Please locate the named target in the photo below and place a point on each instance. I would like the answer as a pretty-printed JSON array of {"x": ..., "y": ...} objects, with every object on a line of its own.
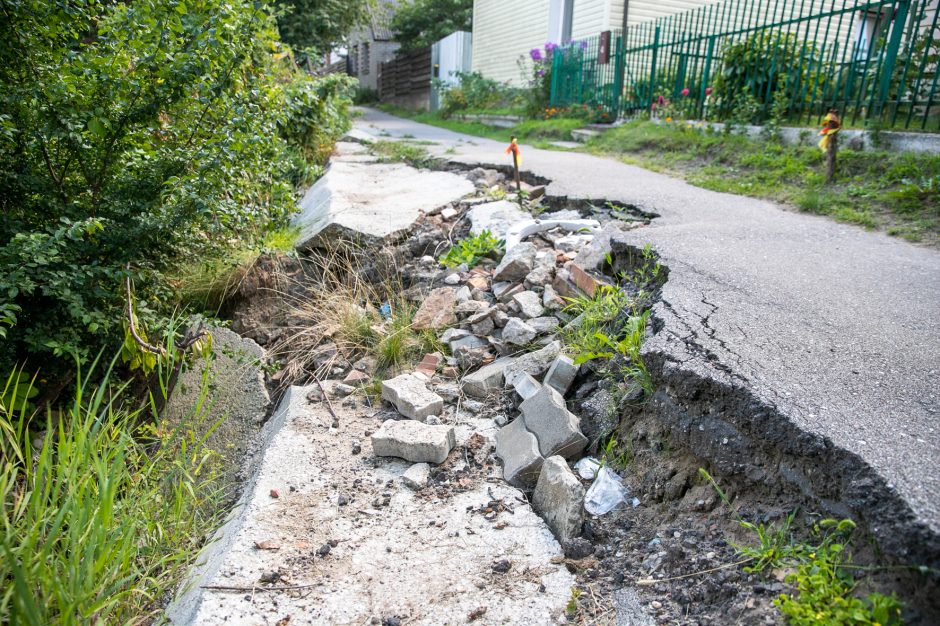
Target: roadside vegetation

········

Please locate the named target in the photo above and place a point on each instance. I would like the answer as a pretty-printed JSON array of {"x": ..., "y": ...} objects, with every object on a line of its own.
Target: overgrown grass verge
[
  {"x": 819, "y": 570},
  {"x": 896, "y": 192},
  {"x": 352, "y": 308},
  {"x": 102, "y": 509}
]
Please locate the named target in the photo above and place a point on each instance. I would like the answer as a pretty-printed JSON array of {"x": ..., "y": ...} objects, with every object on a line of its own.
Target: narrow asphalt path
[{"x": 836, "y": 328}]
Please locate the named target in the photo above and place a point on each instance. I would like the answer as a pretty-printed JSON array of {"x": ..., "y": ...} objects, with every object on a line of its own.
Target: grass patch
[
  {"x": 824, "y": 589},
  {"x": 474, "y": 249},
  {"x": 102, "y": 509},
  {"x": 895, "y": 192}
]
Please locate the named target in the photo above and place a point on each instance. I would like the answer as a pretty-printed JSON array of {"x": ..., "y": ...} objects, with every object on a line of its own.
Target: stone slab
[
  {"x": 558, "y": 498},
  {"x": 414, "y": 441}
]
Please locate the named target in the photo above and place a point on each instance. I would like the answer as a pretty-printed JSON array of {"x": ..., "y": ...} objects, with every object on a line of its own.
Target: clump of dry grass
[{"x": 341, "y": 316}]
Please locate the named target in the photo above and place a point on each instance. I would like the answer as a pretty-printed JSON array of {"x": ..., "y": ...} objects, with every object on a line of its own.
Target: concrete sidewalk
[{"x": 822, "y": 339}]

········

Reproduce verbatim the passage that opens with the line containing "Please locate the named target in the photo below" and closes with the line containing "Target: roadside vegetation", including both of those lines. Leave the pictures out of your reproduction.

Please locate the named target in the photo below and place a point on each instance. I would like the answer as a pretty-printed JSON array of {"x": ..., "y": ...} objects, with every object on a line of its own.
Target: roadside vegetation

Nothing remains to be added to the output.